提示文 —
..............................

定食屋などで、商標登録証を飾ってあるお店がたまにあるが、なんなんだ。飲食店営業許可書などと一緒に、額縁に入れてこれ見よがしに展示されていることもある。これはやはり、店主の「ウチは然るべき許認可を受けてやっていますよ」というPRの意図があるのだろう。あるいは、商標登録ができたことについての、店主の嬉しさの発露なのかもしれない。「どうだい! ウチは商標登録済みでさぁ!」ということなのである。
一方、知財実務をやっていると、登録証には実利がほとんどないことに気付かされる。登録証をもらったあとに異議申立などで権利が失効しても、登録証が没収されることはなく、有効期限が書いてあるわけでもないから、実は商標登録済みであることを証明する手立てにもならない。一部の新興国では、当局の権利ステータスの管理体制や、データベースが未整備なせいで、登録証の存在が権利を保有していることの事実上の証明手段になっているところもあるが、日本はそのような状況にはない。
そんな事実に気づかされて以来、商標登録証が届いたときの僕の感情といえば、ピザ屋のチラシがポストに投函されたときよりも平坦である。せめて、次の出願手数料が1000円OFFになるクーポンとかつけてくれないか? ピリピリって切り取って、特許印紙の代わりに貼るわけよ。

..............................

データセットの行
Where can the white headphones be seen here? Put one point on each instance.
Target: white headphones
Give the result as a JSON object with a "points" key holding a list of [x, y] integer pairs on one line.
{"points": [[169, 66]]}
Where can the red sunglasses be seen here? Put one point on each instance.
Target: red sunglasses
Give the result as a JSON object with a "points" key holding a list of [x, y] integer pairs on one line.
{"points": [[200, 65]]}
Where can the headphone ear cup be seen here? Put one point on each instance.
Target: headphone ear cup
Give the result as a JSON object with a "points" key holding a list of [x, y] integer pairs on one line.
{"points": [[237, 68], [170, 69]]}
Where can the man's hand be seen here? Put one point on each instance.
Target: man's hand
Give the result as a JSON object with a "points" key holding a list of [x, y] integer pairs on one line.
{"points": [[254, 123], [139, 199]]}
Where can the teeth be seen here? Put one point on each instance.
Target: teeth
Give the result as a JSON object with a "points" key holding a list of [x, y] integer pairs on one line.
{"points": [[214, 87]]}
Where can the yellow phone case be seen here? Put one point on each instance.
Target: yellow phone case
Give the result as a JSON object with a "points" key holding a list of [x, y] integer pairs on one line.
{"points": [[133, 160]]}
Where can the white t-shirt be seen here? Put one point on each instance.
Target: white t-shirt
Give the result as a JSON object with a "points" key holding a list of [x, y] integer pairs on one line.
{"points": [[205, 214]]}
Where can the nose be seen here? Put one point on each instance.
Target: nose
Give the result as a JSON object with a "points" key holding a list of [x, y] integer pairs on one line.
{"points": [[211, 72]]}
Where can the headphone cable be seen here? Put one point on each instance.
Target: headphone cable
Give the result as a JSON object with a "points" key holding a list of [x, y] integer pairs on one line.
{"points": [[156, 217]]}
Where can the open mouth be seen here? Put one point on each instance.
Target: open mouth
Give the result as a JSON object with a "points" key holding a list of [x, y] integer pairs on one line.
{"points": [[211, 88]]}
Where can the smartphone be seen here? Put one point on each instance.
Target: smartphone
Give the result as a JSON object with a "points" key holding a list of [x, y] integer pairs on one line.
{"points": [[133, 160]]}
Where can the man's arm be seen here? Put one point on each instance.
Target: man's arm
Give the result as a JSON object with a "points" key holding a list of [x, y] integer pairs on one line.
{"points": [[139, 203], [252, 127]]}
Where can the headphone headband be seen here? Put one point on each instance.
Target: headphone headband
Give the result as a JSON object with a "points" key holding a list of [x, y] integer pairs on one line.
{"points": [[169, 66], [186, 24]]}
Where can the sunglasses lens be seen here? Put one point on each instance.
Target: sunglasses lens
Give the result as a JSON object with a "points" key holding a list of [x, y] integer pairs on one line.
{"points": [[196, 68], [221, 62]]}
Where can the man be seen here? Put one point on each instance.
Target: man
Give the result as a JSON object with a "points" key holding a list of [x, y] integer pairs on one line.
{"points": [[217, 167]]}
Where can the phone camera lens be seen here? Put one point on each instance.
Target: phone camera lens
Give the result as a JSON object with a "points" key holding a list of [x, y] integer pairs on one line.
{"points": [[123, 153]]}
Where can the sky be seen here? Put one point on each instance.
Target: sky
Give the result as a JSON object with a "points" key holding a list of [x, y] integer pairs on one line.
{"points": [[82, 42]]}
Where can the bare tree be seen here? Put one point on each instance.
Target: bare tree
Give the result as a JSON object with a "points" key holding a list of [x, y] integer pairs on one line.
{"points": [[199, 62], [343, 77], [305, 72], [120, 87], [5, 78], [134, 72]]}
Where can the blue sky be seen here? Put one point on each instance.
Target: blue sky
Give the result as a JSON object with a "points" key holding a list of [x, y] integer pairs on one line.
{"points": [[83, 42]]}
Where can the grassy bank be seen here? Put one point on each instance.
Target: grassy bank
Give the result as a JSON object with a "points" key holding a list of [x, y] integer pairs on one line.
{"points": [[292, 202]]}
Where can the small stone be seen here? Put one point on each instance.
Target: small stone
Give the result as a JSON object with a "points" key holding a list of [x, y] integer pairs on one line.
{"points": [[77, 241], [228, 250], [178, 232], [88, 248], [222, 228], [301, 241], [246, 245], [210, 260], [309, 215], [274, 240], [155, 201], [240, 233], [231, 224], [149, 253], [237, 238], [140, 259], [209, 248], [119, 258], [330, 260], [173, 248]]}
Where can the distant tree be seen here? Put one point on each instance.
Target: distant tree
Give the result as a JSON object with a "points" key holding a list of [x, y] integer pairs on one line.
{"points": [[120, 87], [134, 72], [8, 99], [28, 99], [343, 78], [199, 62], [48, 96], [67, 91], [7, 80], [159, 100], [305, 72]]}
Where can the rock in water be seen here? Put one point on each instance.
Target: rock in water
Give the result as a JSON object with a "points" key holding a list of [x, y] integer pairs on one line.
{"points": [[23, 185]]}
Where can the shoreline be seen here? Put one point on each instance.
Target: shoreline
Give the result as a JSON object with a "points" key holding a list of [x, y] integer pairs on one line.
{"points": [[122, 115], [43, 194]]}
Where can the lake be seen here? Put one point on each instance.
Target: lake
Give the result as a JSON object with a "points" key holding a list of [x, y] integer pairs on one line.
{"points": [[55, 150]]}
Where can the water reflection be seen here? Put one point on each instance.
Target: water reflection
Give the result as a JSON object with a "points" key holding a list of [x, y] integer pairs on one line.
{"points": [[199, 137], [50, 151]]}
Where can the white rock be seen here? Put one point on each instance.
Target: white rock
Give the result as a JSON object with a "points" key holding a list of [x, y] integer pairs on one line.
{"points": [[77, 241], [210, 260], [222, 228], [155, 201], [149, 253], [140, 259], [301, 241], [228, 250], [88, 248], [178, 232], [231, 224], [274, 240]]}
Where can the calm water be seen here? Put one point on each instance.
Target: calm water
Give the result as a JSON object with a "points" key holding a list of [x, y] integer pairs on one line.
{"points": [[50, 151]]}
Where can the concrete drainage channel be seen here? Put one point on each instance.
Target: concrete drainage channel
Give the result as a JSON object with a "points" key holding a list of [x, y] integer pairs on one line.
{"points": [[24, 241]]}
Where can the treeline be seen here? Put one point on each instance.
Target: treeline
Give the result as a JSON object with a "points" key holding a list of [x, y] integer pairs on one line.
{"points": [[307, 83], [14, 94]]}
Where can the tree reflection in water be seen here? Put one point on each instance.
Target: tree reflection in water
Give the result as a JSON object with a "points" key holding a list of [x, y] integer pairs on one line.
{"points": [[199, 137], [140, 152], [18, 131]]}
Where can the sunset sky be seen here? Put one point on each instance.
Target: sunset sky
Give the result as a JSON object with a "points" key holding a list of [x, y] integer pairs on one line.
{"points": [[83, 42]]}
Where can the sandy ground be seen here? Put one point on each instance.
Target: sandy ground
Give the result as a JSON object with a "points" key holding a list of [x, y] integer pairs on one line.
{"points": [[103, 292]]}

..............................

指示文 A — 提示文のうち「定食屋などで、商標登録証を飾」で始まり「ぁ!」ということなのである。」まで続く部分を、「店主」を「経営者」に改めたうえで示してください。
指示文 B — リストから、文字列「nose」を含む行をすべて抜き出してください。大文字と小文字は区別します。
提示文とリストは互いに無関係です。

出力 A —
定食屋などで、商標登録証を飾ってあるお店がたまにあるが、なんなんだ。飲食店営業許可書などと一緒に、額縁に入れてこれ見よがしに展示されていることもある。これはやはり、経営者の「ウチは然るべき許認可を受けてやっていますよ」というPRの意図があるのだろう。あるいは、商標登録ができたことについての、経営者の嬉しさの発露なのかもしれない。「どうだい! ウチは商標登録済みでさぁ!」ということなのである。

出力 B —
Where can the nose be seen here? Put one point on each instance.
Target: nose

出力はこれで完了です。